■ WORK TO COMPLETE ■
Convert the records below into a Markdown table with the columns Number and Line, one row per line and blank lines omitted. Include everything from the line containing "Check that every instance of the dark" down to the line containing "column 147, row 260", both included, and nothing else.

——

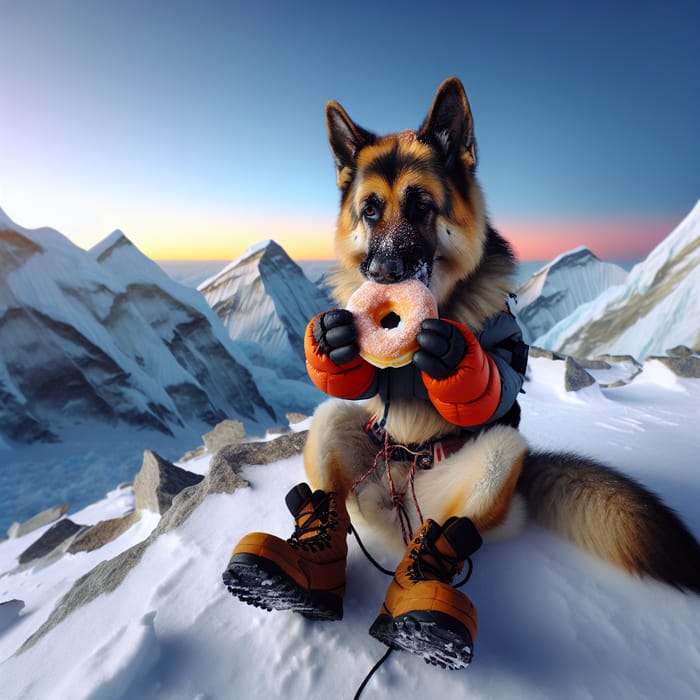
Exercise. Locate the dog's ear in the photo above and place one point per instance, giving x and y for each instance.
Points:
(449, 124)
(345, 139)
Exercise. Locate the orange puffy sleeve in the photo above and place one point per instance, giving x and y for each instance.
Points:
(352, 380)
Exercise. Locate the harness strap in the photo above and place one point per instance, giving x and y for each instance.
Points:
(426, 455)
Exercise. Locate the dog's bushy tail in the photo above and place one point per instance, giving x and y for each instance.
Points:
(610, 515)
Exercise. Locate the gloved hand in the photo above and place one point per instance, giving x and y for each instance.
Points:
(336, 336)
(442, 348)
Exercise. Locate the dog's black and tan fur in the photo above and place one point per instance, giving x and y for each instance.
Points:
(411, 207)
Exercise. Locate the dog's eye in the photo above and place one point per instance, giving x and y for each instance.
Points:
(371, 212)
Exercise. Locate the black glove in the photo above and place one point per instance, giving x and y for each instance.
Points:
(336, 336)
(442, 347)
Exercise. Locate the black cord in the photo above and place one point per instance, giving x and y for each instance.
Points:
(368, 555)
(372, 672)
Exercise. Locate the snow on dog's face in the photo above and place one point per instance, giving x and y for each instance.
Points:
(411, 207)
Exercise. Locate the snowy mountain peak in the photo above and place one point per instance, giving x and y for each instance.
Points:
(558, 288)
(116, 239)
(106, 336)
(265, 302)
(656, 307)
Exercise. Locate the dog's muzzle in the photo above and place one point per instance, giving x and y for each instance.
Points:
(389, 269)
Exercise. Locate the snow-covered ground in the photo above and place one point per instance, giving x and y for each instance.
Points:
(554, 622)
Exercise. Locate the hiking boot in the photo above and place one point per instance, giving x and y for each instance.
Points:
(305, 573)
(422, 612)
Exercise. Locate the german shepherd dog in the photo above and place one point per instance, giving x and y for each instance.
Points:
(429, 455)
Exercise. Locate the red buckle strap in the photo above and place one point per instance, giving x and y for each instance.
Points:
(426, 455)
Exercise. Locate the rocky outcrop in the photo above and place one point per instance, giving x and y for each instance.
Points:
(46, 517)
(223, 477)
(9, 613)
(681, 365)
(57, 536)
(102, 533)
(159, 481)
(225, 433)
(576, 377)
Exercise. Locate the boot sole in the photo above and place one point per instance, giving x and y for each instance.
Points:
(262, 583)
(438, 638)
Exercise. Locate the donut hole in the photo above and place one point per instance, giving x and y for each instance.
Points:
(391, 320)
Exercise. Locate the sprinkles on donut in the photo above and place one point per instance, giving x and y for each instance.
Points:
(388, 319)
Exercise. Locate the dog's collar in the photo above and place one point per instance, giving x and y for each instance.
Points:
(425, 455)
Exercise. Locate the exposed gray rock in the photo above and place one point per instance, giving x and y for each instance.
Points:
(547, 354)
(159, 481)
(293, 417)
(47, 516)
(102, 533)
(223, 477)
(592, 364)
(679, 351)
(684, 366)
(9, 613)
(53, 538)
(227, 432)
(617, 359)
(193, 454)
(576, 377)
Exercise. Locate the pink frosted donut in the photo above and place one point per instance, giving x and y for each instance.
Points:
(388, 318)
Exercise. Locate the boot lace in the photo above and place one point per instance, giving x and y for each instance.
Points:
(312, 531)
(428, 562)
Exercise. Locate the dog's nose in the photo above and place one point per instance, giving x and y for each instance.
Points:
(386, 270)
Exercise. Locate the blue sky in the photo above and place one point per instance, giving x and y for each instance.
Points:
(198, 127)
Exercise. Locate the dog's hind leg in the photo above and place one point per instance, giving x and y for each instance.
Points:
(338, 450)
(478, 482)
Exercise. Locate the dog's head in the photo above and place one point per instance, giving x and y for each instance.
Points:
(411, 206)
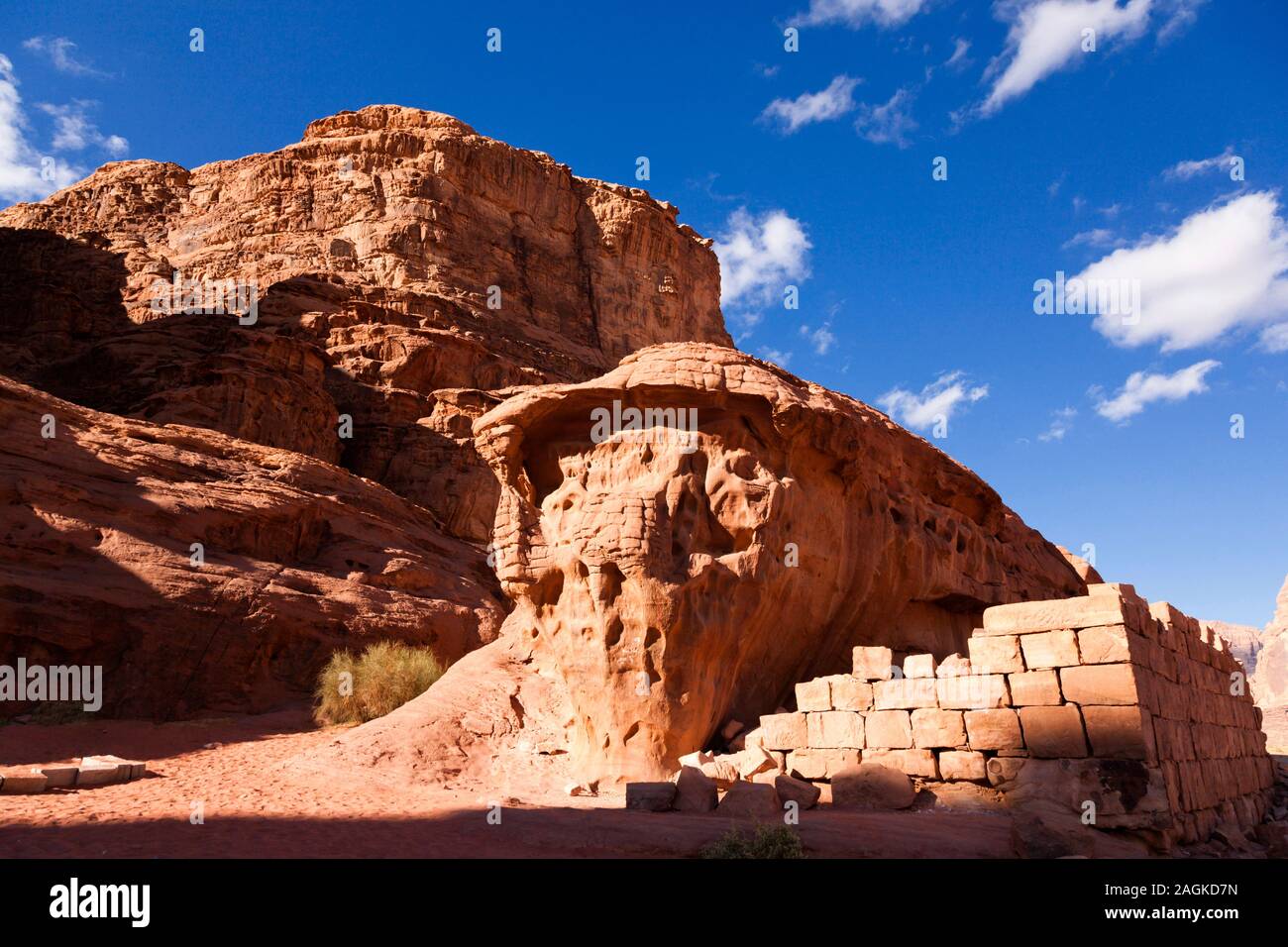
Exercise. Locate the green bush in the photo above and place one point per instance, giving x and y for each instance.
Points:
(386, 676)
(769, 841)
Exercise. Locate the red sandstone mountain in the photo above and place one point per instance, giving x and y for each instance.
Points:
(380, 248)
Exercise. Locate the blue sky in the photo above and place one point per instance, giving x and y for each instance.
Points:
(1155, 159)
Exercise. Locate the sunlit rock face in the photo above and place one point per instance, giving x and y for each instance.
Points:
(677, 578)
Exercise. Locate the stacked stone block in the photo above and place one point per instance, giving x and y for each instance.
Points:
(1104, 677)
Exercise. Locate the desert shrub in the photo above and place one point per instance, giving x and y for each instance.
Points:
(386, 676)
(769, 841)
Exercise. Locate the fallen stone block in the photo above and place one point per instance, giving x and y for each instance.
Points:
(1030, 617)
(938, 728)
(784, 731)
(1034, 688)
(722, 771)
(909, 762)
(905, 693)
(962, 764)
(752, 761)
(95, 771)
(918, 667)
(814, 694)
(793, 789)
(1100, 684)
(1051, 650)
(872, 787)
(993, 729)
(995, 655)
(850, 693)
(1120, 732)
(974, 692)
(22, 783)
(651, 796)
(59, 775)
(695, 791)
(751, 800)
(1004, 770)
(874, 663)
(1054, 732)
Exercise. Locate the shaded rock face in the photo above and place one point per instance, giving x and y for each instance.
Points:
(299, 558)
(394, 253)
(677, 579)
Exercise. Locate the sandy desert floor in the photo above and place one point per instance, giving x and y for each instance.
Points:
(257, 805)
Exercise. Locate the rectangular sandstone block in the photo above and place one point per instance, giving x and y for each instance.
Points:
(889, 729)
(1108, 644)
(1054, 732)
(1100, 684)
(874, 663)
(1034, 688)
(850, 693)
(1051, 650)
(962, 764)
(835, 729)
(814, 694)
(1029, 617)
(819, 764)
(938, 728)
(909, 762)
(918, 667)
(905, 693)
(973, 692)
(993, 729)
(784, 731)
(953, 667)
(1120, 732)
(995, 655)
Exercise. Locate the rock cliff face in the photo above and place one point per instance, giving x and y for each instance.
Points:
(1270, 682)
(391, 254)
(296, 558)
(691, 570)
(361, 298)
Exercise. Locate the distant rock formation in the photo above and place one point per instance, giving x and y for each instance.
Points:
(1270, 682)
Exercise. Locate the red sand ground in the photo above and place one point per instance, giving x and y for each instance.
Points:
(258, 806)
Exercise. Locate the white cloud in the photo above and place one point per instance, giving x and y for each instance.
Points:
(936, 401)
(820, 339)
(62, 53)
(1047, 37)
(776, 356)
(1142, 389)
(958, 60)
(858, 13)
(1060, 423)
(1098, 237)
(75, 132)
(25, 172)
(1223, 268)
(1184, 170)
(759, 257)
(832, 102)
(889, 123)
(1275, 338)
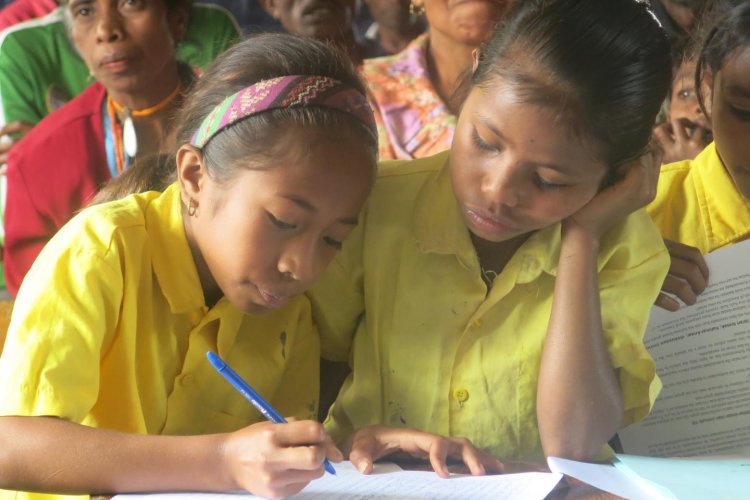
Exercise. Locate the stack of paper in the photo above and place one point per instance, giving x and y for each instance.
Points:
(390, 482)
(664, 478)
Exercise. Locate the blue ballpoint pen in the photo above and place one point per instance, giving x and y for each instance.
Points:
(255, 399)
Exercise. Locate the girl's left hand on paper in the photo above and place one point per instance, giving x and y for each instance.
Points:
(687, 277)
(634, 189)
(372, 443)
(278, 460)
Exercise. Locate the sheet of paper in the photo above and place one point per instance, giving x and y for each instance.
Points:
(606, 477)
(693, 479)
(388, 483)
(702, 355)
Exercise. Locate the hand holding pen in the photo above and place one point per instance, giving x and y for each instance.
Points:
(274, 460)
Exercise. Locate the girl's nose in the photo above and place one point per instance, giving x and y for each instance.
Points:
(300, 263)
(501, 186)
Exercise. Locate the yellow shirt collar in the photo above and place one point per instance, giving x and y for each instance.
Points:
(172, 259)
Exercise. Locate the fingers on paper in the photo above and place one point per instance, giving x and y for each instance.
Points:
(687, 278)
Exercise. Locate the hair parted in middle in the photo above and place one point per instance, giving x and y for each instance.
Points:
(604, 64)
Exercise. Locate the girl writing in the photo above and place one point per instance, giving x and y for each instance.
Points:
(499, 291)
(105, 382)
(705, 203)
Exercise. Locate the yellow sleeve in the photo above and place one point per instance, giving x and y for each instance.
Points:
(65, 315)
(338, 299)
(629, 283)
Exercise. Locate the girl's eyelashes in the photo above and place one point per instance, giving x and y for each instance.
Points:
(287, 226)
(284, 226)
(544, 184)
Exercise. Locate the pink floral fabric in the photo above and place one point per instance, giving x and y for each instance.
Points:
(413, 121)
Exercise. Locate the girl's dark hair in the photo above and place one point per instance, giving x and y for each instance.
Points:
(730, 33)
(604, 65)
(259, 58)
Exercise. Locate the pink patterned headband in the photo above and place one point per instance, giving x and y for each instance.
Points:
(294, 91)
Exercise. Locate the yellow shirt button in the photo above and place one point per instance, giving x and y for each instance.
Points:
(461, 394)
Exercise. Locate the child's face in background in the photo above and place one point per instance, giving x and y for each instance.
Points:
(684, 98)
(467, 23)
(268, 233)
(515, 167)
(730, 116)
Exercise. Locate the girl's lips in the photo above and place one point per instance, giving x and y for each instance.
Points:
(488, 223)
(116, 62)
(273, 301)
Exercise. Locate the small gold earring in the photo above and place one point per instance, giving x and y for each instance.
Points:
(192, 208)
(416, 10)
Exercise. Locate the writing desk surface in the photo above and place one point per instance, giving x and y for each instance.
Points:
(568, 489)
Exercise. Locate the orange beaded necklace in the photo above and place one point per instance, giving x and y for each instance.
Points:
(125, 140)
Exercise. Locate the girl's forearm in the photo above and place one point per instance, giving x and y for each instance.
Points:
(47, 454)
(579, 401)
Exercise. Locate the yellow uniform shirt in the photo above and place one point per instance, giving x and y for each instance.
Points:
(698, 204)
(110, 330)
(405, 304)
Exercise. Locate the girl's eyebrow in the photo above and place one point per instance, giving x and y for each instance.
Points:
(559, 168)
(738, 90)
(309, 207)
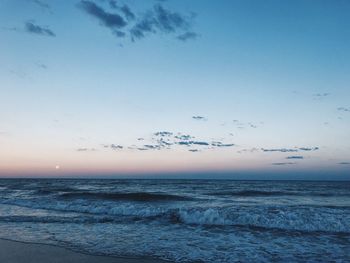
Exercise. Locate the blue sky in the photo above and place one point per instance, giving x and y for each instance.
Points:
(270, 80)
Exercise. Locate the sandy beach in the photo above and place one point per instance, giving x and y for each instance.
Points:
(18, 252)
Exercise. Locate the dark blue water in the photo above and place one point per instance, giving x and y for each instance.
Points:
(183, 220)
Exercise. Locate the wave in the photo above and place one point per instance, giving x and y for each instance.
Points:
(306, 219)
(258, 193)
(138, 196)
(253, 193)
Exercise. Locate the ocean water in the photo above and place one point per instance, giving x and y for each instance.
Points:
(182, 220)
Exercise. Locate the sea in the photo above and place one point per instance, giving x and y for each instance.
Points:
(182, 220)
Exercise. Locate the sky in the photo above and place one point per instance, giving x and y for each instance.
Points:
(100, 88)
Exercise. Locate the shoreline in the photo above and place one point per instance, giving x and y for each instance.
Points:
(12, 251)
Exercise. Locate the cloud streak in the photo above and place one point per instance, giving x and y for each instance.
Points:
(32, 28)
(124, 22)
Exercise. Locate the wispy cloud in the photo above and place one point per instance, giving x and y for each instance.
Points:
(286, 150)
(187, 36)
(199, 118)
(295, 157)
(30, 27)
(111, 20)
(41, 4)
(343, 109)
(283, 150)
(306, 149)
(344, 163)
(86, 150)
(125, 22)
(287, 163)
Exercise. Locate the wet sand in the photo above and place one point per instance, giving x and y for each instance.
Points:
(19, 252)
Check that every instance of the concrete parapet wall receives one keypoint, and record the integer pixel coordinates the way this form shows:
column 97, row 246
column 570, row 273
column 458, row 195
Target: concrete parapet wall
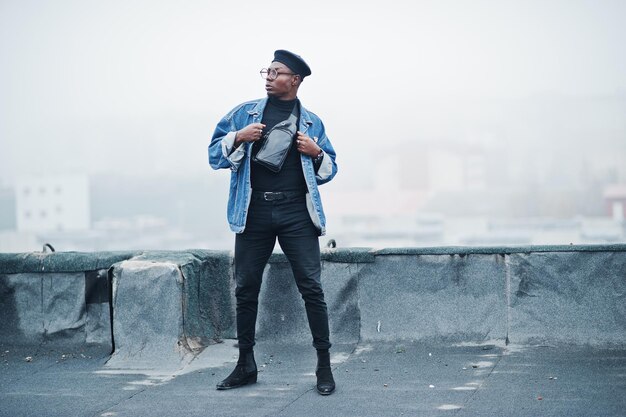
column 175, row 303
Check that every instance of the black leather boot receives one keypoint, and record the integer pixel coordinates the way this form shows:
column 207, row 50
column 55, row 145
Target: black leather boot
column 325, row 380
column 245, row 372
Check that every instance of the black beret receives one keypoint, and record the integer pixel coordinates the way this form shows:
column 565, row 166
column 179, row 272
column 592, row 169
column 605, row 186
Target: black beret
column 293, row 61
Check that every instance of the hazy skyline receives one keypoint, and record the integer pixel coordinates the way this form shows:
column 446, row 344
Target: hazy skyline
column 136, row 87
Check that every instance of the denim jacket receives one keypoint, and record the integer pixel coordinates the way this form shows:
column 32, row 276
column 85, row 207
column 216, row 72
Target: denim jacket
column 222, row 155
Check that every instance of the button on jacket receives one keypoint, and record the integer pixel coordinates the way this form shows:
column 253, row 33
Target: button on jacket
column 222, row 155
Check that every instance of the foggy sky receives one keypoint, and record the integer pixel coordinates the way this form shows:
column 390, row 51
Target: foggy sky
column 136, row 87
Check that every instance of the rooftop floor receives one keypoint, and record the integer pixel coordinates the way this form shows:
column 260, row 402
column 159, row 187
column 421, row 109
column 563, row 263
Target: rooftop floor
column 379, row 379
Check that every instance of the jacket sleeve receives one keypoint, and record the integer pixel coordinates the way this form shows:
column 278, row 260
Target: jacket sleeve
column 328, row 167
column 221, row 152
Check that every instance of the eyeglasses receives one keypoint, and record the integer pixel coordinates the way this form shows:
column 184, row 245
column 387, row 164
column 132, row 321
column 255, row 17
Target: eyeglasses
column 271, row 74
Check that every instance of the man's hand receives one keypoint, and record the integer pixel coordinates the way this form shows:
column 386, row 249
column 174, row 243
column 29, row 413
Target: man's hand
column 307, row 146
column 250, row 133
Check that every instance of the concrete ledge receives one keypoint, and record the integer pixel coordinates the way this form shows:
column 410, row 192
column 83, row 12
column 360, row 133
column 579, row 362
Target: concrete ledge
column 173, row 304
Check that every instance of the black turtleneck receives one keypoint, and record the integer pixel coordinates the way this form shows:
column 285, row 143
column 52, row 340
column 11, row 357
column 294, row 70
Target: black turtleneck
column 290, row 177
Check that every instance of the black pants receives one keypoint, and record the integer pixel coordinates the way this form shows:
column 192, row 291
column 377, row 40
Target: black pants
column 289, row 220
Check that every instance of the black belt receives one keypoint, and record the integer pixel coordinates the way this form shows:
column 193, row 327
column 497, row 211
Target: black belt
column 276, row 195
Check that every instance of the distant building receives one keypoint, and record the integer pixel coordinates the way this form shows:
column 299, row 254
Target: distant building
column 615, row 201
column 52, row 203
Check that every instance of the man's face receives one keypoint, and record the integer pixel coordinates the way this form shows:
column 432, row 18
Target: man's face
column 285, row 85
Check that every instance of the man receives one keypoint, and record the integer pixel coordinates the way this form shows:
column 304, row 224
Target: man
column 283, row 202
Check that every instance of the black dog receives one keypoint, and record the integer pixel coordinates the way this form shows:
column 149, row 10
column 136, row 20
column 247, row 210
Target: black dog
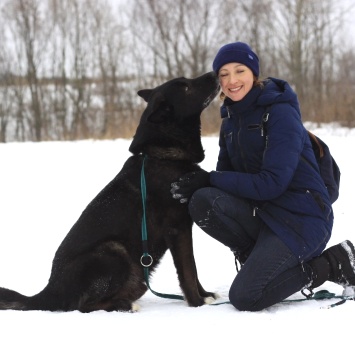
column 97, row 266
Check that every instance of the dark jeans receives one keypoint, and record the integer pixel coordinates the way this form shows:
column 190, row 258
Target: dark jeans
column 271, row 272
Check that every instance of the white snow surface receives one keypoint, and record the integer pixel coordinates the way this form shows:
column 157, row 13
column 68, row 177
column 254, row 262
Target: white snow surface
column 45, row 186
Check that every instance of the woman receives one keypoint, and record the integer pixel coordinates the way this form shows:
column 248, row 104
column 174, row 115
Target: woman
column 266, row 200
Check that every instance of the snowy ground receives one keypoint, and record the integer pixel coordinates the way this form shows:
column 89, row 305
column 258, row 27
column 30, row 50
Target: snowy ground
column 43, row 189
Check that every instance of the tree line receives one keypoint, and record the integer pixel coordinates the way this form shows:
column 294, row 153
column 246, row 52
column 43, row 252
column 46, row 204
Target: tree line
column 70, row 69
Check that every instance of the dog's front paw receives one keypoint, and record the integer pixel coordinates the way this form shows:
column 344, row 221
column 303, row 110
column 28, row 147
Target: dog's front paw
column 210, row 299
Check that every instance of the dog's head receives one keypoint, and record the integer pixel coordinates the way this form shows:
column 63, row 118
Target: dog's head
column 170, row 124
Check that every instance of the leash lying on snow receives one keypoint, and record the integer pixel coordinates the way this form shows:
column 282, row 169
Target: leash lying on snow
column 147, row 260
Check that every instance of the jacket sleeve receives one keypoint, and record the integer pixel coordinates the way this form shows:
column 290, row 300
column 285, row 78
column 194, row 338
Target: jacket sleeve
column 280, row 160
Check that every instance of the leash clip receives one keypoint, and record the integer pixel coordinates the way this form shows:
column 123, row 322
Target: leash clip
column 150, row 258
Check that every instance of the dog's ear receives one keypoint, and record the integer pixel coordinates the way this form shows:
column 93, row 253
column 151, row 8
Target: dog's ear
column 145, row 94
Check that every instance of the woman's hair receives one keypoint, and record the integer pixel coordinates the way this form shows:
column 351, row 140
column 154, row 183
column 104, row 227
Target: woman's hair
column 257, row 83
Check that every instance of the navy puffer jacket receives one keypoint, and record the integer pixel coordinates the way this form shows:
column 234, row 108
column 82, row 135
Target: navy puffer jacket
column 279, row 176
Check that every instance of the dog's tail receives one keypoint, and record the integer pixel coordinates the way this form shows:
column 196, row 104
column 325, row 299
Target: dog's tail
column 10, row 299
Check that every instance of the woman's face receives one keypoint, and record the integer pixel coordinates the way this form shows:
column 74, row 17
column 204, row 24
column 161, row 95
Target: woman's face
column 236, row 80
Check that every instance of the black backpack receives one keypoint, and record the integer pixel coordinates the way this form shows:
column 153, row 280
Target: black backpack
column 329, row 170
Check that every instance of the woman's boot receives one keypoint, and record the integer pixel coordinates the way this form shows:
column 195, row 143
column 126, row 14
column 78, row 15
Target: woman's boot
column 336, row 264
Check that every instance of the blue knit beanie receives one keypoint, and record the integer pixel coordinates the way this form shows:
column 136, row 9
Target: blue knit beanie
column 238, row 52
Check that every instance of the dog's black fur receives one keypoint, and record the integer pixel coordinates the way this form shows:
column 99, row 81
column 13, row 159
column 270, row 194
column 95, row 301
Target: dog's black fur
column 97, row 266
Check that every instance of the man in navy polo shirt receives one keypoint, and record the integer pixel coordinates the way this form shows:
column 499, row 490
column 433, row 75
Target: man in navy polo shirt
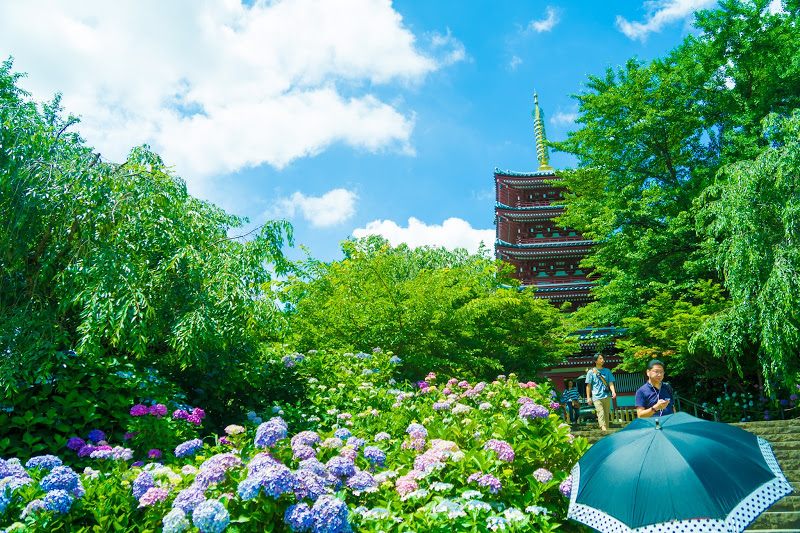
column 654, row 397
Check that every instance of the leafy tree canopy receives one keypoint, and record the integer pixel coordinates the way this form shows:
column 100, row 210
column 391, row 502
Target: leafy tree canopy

——

■ RESPONSE TO THIS EXERCISE ■
| Number | Line |
|---|---|
| 1 | Check that every instance of the dark jeans receives one keypoint, and record the integer pixel coordinates the way this form shows: |
| 2 | column 190, row 258 |
| 3 | Target: dark jeans |
| 4 | column 271, row 272 |
| 5 | Check that every instance of the white snow surface receives one keypoint, and record the integer pixel coordinates the way this form shows: |
| 6 | column 157, row 13 |
| 7 | column 68, row 177 |
| 8 | column 254, row 262 |
| 9 | Target: white snow surface |
| 10 | column 45, row 186 |
| 11 | Check that every instance of the woman receives one keypoint, and record the integer pixel coordinates the way this form shows: |
| 12 | column 248, row 104 |
| 13 | column 174, row 115 |
| 14 | Target: woman |
| 15 | column 266, row 200 |
| 16 | Check that every instance of the snowy ground receives one keypoint, and record the integer pixel coordinates the way this form shows: |
| 17 | column 89, row 305 |
| 18 | column 258, row 27 |
| 19 | column 30, row 50 |
| 20 | Target: snowy ground |
| 21 | column 43, row 189 |
| 22 | Check that every instance of the tree line receives one keypoint, and record the integer pixel coordinates the way this form shows: |
| 23 | column 294, row 153 |
| 24 | column 246, row 52 |
| 25 | column 43, row 252 |
| 26 | column 46, row 204 |
| 27 | Target: tree line |
| 28 | column 70, row 69 |
| 29 | Check that every instance of the dog's front paw receives one keypoint, and record the integer pixel coordinates the way this form shows: |
| 30 | column 344, row 221 |
| 31 | column 303, row 110 |
| 32 | column 28, row 147 |
| 33 | Target: dog's front paw |
| 34 | column 210, row 299 |
| 35 | Check that every instance of the dog's head receives one keypoint, and record the integer pixel coordinates the way this form shows: |
| 36 | column 63, row 118 |
| 37 | Target: dog's head |
| 38 | column 170, row 124 |
| 39 | Check that every instance of the leash lying on snow receives one keypoint, and record the integer pixel coordinates the way this form shows: |
| 40 | column 282, row 169 |
| 41 | Target: leash lying on snow |
| 42 | column 147, row 260 |